Exercise requirements >> Reproduce the stretch of the data from the line containing "Please identify the red painted" through the end of the data, with each line included, and shift every coordinate in the answers by adding 86 to each number.

Data shown >>
* Start *

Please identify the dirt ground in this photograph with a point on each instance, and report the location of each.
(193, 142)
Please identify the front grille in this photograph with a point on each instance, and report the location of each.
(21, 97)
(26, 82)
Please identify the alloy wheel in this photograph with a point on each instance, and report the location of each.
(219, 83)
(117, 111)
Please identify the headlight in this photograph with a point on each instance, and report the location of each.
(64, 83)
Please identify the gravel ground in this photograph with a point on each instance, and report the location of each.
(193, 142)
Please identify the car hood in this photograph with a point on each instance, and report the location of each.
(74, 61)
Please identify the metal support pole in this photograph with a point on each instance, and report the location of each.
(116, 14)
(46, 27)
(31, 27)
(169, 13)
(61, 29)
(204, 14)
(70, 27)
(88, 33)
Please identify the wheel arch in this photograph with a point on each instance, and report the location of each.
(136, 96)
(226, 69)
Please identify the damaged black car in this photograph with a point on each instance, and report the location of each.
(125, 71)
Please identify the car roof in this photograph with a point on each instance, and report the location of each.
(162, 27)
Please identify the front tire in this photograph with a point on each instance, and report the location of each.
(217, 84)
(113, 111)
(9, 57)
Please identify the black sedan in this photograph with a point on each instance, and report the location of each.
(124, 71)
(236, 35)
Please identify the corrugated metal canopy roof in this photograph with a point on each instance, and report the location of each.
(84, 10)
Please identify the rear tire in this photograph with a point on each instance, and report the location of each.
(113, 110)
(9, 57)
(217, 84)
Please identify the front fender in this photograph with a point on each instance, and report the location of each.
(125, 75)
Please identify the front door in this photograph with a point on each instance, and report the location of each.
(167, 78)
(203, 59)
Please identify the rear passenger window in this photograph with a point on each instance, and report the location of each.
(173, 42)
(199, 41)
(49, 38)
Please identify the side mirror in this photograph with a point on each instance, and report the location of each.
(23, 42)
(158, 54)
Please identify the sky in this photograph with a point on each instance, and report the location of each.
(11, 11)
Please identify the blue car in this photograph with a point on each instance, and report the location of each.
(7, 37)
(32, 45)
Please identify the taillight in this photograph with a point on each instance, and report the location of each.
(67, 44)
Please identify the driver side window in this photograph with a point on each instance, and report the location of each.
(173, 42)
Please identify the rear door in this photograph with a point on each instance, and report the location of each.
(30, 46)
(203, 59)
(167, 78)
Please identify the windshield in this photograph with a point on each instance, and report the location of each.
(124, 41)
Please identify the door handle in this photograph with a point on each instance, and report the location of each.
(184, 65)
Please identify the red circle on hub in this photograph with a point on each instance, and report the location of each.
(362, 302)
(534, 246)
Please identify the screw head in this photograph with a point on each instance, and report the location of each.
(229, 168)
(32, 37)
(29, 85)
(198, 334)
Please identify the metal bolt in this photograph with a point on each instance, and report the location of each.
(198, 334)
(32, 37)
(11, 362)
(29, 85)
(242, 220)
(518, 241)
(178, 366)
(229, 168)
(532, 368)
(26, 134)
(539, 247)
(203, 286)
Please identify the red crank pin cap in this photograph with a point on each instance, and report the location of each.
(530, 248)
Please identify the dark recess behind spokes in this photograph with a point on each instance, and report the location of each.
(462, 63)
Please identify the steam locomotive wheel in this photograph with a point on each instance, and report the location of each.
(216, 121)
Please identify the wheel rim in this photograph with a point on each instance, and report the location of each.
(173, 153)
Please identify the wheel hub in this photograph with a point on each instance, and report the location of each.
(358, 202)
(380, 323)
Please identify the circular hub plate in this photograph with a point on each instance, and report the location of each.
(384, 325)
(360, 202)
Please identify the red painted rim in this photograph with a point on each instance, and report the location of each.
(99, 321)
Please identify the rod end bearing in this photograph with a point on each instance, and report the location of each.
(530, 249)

* End *

Answer for this exercise >>
Please identify the red painted rim in this photograph with a point on each instance, and report the location of each.
(185, 407)
Please identify the rod end bearing in this photograph with a point on each instance, and report the location of each.
(616, 335)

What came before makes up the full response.